··· TASK MATERIAL ···
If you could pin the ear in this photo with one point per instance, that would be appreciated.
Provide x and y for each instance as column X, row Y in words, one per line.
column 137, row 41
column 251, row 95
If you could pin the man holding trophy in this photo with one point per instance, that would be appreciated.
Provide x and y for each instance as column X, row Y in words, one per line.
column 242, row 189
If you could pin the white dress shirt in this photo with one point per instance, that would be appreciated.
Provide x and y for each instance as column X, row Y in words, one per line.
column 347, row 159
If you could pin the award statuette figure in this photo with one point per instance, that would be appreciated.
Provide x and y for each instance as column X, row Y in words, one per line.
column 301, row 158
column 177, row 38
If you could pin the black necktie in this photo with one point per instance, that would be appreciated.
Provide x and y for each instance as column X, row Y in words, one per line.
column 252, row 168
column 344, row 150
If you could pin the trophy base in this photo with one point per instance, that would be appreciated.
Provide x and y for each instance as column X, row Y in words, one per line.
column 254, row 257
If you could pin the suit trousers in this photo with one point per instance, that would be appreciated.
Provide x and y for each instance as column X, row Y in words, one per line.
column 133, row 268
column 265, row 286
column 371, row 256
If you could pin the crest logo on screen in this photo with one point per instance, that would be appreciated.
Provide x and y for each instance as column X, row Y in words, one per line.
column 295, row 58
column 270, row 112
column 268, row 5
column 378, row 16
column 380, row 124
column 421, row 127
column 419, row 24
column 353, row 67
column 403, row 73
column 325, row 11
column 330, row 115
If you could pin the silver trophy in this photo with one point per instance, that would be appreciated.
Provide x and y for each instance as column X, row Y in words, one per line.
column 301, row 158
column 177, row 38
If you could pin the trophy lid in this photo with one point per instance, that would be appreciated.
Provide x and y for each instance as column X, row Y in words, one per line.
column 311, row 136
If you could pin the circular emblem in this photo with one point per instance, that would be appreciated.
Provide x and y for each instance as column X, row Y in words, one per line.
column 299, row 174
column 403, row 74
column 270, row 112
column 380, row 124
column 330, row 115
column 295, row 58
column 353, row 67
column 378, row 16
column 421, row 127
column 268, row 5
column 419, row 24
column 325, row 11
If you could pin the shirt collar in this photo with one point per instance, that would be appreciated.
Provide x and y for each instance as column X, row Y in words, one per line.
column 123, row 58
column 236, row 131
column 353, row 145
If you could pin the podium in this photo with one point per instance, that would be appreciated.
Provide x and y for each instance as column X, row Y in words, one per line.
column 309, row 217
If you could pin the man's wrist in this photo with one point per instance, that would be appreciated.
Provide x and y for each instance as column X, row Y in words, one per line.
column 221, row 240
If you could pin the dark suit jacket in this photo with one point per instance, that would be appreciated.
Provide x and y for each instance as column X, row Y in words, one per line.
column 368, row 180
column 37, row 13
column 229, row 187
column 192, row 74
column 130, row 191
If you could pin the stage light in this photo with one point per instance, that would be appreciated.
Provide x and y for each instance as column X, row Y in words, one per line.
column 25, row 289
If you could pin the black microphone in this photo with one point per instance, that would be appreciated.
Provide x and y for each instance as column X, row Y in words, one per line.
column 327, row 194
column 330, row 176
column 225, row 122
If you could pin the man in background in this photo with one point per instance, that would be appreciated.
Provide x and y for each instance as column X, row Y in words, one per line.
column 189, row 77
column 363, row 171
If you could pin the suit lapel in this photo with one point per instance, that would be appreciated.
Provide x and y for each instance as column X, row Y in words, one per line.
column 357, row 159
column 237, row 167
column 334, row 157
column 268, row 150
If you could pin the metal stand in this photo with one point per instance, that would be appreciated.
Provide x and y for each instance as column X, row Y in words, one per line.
···
▸ GOAL: Repeat, word for word, the part of the material above that opens with the line containing "If you could pin the white" and closes with the line containing "column 347, row 159", both of those lines included.

▸ FULL RESPONSE:
If you could pin the white dress shirt in this photo with one point per instance, that would be appreciated.
Provide x and y for each instance as column X, row Y in words, one per line.
column 347, row 159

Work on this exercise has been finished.